→ **Stated goal 1**: In the entries below, rewrite the lines starting with the line containing "Task: indicate one point per instance of the rocky" and going on through the last entry, substituting "withered grass clump" for "dry grass tuft" and leaving everything else unchanged.

→ **Page excerpt**:

>> start

PARALLEL INPUT & OUTPUT EXPANSION
You can use the two wire I2C bus and I2C I/O chips or hang octal integrated circuits on the data bus to achieve I/O expansion. These are discussed in turn. See PARALLEL INPUT & OUTPUT, for more details of I/O.
I/O EXPANSION ON I2C BUS
The PCF8574 and PCF8574A chips from Philips offer 8 bits of parallel input or output. These low cost chips are very useful for expansion, particularly since you can connect up to 16 devices, giving 128 I/O lines, to just 2 wires of the I2C bus from the TDS9092. They can easily be a few metres from the computer board if necessary without having to add any buffers.
Because of capacitive loading on the I2C data bus the 100K internal pull-up resistance on the TDS9092 may be too high. Check with an oscilloscope on pin a31 and ensure that the signal rises to logic 1 within one bit time of the waveform. If not, add an external resistor from port 5 bit 7 (pin a31) to +5VOUT. Try 100K then lower, the value needed will depend on how many I2C chips are connected and how long the wires are.
The file _PCF8574.TDS (comes with Update Service) has the software support. To use an I/O as input, first write hex FF to it (only needs to be done once). For example:
$66 7 !8574 ( output 8 bits to PCF8574
( device number 7
$FF 3 !8574 3 @8574 ( input 8 bits from PCF8574
( device number 3
Each IC has 3 pins which you tie to 0V or +5V to code for the device number.

>> end

→ **Stated goal 2**: Transcribe the part of the page on I/O expansion, starting with "Because of capacitive" and going on through "the device number.".

→ **Task data**:
>> start

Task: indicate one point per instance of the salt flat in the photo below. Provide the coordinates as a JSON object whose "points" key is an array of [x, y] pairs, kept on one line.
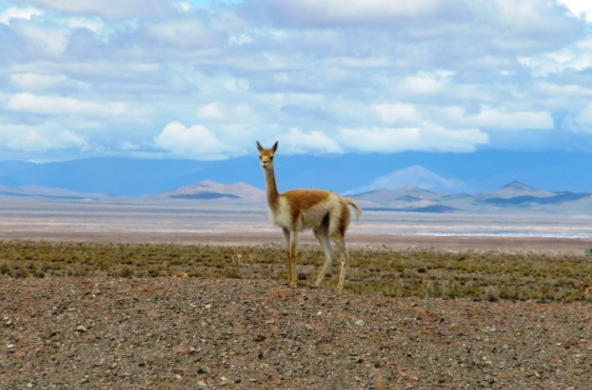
{"points": [[233, 222]]}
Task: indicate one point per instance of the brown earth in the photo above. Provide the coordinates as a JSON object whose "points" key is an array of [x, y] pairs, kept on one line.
{"points": [[102, 333], [111, 333]]}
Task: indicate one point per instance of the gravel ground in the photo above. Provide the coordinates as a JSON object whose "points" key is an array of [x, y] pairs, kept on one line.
{"points": [[108, 333]]}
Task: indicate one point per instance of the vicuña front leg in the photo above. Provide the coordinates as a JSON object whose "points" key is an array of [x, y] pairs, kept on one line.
{"points": [[292, 254]]}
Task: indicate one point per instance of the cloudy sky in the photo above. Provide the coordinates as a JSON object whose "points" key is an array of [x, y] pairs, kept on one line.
{"points": [[205, 79]]}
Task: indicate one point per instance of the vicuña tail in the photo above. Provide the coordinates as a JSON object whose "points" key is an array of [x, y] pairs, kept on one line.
{"points": [[352, 202]]}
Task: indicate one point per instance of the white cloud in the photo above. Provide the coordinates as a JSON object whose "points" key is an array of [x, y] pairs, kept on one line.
{"points": [[578, 8], [426, 84], [424, 75], [193, 141], [19, 13], [296, 141], [490, 118], [429, 137], [34, 81], [397, 113], [106, 8], [362, 12], [58, 106], [30, 139]]}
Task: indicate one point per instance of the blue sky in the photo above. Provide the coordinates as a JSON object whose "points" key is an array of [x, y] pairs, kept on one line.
{"points": [[204, 79]]}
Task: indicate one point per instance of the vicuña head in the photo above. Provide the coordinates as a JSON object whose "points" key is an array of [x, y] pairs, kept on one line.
{"points": [[325, 212]]}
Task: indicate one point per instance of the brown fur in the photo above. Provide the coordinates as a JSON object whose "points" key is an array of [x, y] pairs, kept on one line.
{"points": [[326, 213]]}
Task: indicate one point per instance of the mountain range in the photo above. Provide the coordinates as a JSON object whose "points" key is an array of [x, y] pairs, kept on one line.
{"points": [[513, 198], [414, 188], [470, 173]]}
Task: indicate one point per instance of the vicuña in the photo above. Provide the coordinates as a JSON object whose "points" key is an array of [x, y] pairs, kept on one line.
{"points": [[325, 212]]}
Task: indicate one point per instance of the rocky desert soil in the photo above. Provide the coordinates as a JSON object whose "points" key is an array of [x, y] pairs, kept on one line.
{"points": [[190, 333]]}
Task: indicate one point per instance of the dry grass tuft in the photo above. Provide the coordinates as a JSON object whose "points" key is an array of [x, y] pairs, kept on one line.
{"points": [[489, 275]]}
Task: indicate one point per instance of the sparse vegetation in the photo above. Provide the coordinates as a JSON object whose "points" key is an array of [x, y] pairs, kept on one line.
{"points": [[482, 275]]}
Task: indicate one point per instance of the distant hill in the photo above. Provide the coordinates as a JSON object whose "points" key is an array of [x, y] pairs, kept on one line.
{"points": [[416, 176], [211, 190], [353, 173], [514, 197]]}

>> end

→ **Correct output 1**:
Task: indicate one point per instance of the rocky desert soil in the photo above. Provide the coordinates as a JSON object whose "points" key is an array of [x, y] pairs, kept on one line.
{"points": [[190, 333]]}
Task: indicate one point per instance of the withered grass clump in the photo above. Provide the coordinates as a JSON object whose "points" key is an array of [x, y] pairs, kept on one line.
{"points": [[489, 275]]}
Task: indicate one point per instance of the sparse vegetation in the photo above. Provide the coordinates as a JSON object whose "points" key is an array of [x, y] pairs, kept on one line.
{"points": [[482, 275]]}
Task: indicate one point per instance of the distant hill in the photo above. Provide the coordinates as a JSON object whose "points" key is an array of [x, y] pairs, kept on one line.
{"points": [[416, 176], [211, 190], [353, 173], [514, 197]]}

→ **Correct output 2**:
Because of capacitive loading on the I2C data bus the 100K internal pull-up resistance on the TDS9092 may be too high. Check with an oscilloscope on pin a31 and ensure that the signal rises to logic 1 within one bit time of the waveform. If not, add an external resistor from port 5 bit 7 (pin a31) to +5VOUT. Try 100K then lower, the value needed will depend on how many I2C chips are connected and how long the wires are.
The file _PCF8574.TDS (comes with Update Service) has the software support. To use an I/O as input, first write hex FF to it (only needs to be done once). For example:
$66 7 !8574 ( output 8 bits to PCF8574
( device number 7
$FF 3 !8574 3 @8574 ( input 8 bits from PCF8574
( device number 3
Each IC has 3 pins which you tie to 0V or +5V to code for the device number.